■ Work item A: In the article about the fake-ambulance smuggling gang, which country were the drugs trafficked from into the UK?
■ Work item B: Write out, word for word, the passage of the fake-ambulance smuggling article that opens with the words containing "The National Crime" and closes with "of class A drugs.".

___ Text under study

Three drug smugglers have been convicted of transporting as much as £1.6bn worth of cocaine and heroin into the UK using a fleet of fake ambulances.
Members of the gang wore bogus paramedic uniforms and even carried fake patients to make their cover more authentic.
The National Crime Agency (NCA) established that the gang trafficked drugs, packaged in colour-coded parcels and hidden behind false panels in the ambulances, from the Netherlands to the UK.
They would park in car parks or industrial units, where members of UK criminal gangs would meet them and pick up consignments that they would then sell.
Sources within the NCA said they believed 20 different gangs around the UK relied on the ambulance racket for supplies of class A drugs.
Leonardus Bijlsma, 55, was convicted by a jury at Birmingham crown court of conspiring to smuggle class A drugs. Two others, Olof Schoon, 38, and Richard Engelsbel, 51, admitted the charge.

______
___ Data listing

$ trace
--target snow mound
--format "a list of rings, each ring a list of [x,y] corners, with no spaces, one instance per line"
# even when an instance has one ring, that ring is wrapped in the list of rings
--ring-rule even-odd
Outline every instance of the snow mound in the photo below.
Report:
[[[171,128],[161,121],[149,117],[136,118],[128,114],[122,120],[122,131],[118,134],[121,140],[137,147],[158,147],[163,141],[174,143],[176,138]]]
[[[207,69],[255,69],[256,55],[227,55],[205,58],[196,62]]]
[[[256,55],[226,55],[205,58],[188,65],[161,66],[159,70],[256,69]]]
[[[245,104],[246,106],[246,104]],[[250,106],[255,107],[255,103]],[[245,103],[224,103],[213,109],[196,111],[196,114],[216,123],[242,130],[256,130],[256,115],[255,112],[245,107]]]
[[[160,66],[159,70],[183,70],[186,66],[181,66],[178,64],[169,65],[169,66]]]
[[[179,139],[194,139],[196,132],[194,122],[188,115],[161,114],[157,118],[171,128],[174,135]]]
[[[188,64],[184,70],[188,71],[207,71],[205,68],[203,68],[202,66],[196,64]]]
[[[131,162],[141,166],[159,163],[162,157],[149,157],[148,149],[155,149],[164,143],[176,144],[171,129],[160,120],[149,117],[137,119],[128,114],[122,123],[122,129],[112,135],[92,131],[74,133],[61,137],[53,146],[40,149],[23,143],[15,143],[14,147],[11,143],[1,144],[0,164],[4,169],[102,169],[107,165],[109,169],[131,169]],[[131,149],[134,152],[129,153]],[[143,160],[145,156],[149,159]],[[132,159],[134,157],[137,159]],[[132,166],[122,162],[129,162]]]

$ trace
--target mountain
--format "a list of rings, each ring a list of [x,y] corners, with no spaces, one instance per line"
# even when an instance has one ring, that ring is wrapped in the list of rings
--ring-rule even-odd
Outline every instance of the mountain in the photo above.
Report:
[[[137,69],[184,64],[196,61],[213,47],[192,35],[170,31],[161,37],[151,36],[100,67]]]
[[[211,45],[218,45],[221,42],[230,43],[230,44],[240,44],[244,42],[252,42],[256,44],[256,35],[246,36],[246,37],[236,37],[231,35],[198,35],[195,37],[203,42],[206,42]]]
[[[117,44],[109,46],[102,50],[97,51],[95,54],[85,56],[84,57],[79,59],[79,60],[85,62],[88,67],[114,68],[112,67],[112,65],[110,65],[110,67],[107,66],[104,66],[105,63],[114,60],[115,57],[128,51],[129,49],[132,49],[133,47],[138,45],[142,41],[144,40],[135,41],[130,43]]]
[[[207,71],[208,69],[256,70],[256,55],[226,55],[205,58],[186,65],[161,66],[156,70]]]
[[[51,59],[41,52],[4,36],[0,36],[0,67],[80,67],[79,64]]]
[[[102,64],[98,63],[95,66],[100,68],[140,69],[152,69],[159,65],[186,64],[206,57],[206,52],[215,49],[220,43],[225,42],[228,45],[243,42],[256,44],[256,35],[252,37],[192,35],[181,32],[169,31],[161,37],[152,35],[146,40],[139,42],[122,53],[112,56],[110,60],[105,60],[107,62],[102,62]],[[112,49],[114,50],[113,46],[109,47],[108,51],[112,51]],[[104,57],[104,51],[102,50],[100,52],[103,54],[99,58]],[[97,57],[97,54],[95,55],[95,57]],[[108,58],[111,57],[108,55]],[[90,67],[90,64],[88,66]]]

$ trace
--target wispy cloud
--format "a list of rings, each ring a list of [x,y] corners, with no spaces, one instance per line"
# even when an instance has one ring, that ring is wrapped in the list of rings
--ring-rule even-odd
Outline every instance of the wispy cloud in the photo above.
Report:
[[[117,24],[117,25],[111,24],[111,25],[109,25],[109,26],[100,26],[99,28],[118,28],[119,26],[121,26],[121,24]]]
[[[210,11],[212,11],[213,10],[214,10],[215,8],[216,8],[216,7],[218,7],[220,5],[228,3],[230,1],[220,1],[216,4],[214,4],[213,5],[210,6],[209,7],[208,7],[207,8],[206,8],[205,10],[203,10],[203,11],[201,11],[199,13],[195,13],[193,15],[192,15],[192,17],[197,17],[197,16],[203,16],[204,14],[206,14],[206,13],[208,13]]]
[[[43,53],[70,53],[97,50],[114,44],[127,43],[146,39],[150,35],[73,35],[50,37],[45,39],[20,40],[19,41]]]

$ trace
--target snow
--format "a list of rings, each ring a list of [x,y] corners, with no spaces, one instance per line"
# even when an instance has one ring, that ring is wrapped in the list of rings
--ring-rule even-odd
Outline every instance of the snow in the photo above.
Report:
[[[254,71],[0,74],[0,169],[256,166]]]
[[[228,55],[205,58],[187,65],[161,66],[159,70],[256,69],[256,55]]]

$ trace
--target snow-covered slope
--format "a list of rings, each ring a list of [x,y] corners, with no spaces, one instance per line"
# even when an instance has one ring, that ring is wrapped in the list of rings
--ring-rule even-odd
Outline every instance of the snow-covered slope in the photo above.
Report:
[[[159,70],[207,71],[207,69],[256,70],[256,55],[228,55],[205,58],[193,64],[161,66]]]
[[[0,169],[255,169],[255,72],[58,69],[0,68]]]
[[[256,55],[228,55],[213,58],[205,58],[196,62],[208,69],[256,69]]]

______

■ Exercise output A: The Netherlands.

■ Exercise output B:
The National Crime Agency (NCA) established that the gang trafficked drugs, packaged in colour-coded parcels and hidden behind false panels in the ambulances, from the Netherlands to the UK.
They would park in car parks or industrial units, where members of UK criminal gangs would meet them and pick up consignments that they would then sell.
Sources within the NCA said they believed 20 different gangs around the UK relied on the ambulance racket for supplies of class A drugs.